* **Directions**
Return the items below word for word, from the very first line down to the line that contains "<point>1058,253</point>", with both of those lines included.
● ● ●
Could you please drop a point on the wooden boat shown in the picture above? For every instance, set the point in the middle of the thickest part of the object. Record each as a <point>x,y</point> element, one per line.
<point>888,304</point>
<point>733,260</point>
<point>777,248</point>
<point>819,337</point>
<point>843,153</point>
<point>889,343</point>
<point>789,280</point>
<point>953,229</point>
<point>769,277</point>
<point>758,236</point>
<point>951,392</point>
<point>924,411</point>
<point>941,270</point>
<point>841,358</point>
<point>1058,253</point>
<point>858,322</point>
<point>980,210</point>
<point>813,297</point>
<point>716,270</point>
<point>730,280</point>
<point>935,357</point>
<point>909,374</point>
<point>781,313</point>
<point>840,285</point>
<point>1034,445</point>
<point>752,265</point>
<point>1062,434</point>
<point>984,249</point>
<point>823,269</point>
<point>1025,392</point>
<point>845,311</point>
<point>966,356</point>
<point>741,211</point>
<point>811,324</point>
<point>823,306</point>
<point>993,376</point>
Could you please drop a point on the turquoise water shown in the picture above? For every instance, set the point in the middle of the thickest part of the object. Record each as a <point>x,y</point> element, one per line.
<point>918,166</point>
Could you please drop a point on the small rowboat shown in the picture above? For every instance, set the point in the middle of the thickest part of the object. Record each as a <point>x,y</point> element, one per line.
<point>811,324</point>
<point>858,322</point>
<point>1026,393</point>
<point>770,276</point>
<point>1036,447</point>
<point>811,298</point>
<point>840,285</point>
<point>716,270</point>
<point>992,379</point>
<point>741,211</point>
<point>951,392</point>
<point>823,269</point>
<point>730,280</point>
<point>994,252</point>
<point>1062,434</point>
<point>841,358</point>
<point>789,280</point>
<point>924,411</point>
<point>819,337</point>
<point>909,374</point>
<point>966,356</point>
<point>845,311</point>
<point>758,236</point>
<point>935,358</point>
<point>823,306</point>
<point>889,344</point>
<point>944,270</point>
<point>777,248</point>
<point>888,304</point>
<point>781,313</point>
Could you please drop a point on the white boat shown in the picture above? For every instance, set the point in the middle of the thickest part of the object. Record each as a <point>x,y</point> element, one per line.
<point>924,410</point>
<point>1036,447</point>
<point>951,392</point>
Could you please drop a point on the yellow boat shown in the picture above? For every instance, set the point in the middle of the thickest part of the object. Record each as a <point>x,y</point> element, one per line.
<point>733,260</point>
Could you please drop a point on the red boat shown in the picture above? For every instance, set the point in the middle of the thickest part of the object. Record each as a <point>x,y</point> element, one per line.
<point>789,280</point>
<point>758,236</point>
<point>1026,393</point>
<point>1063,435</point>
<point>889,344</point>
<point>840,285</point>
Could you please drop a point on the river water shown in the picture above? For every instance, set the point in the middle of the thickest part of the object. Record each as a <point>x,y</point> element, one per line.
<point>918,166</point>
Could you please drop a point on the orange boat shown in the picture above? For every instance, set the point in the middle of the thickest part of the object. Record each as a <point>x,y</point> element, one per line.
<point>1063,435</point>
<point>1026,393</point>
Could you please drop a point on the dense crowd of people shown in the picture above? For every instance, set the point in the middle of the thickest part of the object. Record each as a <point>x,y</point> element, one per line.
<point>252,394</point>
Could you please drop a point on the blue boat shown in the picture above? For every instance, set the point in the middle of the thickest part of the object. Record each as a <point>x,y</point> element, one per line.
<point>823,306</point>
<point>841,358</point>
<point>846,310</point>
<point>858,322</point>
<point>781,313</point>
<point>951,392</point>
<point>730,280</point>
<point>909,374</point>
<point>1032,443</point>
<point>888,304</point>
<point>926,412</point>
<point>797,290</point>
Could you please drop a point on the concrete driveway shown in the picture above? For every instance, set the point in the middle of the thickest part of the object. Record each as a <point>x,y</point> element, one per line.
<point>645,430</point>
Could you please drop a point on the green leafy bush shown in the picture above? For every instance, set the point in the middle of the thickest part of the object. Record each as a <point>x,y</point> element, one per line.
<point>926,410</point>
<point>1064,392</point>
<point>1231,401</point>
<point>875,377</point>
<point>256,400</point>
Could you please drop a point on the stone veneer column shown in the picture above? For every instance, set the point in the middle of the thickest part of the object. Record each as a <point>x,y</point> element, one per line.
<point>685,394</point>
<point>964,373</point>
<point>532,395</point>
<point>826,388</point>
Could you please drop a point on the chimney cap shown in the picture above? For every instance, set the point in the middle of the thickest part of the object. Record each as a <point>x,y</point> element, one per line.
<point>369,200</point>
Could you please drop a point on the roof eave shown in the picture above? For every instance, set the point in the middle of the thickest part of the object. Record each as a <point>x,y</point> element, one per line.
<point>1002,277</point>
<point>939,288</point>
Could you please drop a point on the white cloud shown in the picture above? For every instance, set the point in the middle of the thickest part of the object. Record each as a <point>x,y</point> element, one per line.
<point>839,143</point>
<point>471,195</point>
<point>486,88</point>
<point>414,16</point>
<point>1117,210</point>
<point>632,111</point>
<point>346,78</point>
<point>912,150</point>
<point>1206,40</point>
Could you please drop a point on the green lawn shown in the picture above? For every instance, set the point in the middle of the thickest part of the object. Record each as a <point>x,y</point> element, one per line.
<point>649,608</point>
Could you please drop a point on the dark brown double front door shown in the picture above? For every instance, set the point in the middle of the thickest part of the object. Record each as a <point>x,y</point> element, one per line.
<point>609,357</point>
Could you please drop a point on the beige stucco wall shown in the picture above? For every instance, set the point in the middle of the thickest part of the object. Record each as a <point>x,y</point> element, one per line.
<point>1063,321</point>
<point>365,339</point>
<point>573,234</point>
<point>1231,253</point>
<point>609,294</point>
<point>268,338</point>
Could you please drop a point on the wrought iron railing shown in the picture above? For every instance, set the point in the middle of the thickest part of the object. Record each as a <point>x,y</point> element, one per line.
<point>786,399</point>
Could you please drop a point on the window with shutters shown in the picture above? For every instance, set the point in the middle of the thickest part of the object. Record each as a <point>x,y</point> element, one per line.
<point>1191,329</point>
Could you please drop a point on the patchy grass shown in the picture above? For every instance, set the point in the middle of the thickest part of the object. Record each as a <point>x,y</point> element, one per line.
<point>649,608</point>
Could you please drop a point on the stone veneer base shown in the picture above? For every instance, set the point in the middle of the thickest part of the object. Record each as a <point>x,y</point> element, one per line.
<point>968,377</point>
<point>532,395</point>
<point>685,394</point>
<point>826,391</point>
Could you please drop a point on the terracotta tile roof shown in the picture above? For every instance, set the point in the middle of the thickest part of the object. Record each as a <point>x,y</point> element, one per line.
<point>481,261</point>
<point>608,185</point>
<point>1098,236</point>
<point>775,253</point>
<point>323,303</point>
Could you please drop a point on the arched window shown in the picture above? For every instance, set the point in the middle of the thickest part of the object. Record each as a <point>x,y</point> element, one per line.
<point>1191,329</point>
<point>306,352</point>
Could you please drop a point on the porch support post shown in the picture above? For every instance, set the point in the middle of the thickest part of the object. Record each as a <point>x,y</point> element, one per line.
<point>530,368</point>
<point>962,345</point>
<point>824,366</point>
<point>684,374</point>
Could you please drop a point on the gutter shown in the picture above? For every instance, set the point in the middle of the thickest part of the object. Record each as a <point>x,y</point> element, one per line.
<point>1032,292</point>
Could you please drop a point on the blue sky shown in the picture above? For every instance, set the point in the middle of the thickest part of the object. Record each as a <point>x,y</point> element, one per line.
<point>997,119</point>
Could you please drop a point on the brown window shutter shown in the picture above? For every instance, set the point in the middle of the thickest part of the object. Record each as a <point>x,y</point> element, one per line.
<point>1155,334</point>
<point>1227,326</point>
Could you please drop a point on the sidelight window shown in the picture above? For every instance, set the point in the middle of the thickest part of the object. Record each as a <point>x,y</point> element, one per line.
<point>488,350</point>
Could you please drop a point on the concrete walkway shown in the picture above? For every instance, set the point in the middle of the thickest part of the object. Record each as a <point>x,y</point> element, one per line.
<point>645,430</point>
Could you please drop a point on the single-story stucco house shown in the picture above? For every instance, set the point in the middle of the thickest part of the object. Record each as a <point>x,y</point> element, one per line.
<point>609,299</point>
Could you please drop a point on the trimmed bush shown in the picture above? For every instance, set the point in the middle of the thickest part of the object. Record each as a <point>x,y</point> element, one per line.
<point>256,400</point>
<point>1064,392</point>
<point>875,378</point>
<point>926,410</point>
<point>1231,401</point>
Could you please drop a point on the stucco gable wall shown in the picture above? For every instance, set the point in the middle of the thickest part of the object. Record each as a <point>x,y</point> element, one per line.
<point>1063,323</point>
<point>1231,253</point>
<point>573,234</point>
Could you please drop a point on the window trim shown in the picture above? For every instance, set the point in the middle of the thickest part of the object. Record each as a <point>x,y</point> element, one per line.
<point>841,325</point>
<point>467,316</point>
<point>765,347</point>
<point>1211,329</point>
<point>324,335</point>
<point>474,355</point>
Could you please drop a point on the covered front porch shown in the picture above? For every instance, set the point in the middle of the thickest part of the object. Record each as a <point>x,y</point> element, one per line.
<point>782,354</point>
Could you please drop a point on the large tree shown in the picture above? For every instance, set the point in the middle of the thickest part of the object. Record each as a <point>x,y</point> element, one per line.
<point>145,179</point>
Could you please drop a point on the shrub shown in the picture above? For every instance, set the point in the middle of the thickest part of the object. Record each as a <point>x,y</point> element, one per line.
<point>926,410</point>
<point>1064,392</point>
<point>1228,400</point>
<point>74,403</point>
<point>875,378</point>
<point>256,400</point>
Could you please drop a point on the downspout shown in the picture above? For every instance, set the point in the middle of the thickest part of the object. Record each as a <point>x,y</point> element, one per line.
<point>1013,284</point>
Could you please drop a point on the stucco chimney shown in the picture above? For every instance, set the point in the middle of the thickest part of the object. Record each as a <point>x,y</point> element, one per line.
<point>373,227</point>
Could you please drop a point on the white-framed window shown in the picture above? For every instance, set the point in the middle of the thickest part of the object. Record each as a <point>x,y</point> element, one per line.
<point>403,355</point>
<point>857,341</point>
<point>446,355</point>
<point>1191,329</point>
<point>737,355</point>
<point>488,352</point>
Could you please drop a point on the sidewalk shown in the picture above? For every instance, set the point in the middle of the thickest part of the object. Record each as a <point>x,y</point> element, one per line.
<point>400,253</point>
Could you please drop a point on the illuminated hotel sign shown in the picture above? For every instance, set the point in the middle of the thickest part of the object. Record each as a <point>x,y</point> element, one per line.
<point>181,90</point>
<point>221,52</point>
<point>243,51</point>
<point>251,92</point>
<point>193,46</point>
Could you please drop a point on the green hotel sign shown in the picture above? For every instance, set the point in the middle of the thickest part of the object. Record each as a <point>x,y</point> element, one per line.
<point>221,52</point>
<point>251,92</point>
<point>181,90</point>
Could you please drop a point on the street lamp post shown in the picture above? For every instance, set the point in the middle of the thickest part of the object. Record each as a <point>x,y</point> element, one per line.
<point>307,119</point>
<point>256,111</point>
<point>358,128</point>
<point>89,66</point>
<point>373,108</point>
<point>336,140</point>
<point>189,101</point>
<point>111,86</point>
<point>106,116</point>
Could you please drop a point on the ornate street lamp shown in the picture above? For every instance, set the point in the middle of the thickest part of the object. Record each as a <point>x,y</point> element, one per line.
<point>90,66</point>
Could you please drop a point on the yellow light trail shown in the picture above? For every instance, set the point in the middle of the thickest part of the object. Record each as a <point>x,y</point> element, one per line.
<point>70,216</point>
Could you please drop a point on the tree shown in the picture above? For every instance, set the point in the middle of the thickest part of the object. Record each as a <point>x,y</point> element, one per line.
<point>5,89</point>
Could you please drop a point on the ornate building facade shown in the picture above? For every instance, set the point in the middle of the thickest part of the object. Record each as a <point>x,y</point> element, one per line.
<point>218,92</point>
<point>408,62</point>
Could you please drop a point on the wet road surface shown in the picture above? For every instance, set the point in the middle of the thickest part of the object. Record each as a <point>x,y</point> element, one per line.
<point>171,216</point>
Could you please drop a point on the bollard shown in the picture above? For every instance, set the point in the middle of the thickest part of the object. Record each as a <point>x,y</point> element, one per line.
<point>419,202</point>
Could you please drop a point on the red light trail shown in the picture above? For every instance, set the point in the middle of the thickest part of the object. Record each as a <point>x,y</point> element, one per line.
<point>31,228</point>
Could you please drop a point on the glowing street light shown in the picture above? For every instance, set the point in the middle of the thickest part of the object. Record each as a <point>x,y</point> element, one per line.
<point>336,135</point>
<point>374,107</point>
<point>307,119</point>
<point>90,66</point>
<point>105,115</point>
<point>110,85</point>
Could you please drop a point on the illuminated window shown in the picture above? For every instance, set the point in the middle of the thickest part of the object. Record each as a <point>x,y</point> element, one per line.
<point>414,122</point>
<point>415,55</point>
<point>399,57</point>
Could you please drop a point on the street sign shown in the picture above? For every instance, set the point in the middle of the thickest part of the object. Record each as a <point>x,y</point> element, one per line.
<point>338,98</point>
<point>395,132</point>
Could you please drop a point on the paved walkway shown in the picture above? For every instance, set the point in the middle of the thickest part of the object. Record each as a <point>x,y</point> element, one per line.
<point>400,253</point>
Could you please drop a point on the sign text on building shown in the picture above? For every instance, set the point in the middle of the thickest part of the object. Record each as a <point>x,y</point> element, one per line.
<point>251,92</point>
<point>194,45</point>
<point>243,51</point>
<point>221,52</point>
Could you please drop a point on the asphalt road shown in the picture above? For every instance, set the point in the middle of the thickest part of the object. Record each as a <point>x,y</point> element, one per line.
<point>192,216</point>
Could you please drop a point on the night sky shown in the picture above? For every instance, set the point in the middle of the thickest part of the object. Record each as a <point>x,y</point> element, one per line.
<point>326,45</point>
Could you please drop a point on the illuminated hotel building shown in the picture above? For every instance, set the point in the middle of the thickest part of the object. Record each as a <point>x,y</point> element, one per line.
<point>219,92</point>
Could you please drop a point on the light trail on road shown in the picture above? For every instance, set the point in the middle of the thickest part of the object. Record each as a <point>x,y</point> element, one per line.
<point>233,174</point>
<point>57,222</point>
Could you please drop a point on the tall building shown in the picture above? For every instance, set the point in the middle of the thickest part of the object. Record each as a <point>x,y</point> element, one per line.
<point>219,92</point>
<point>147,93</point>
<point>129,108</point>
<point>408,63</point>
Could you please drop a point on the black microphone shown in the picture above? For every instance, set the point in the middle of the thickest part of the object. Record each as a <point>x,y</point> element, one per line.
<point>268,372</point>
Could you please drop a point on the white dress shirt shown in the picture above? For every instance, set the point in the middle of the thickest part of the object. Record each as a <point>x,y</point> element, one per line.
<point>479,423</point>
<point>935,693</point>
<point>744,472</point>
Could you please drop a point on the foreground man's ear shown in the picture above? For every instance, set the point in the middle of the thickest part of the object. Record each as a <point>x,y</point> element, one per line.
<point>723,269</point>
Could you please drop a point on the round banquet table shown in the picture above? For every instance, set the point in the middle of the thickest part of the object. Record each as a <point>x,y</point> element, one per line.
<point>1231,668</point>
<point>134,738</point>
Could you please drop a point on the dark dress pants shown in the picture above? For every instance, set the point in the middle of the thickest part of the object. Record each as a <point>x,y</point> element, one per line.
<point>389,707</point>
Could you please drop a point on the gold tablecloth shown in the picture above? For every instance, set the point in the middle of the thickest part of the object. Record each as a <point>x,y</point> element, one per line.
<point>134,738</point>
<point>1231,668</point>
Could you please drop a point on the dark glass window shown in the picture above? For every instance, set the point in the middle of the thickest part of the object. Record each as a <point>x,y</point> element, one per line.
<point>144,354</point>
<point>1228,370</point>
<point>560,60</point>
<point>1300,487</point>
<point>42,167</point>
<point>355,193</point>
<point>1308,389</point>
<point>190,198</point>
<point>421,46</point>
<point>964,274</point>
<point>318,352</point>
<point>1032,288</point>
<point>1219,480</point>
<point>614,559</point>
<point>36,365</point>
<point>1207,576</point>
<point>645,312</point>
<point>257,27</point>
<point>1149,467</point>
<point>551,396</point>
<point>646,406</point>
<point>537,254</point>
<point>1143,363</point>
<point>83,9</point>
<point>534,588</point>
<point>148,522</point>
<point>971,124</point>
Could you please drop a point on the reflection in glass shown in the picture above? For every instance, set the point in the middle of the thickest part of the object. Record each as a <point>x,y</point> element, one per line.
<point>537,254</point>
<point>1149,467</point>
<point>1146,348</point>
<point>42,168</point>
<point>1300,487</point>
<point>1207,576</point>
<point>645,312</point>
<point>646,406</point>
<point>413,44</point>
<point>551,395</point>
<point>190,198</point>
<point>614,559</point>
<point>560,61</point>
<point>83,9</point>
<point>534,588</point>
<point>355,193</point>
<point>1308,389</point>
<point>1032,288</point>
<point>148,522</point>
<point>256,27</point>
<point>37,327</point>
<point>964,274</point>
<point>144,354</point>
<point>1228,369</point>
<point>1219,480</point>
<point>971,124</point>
● ● ●
* **Exercise output**
Could you please drop a point on the wooden boat shown in the picture above? For every instance, set the point in the middle of the thickest part of the object. Record each as a <point>x,y</point> element, one per line.
<point>888,304</point>
<point>733,260</point>
<point>777,248</point>
<point>819,337</point>
<point>843,153</point>
<point>889,343</point>
<point>789,280</point>
<point>953,229</point>
<point>769,277</point>
<point>758,236</point>
<point>951,392</point>
<point>924,411</point>
<point>941,270</point>
<point>841,358</point>
<point>1058,253</point>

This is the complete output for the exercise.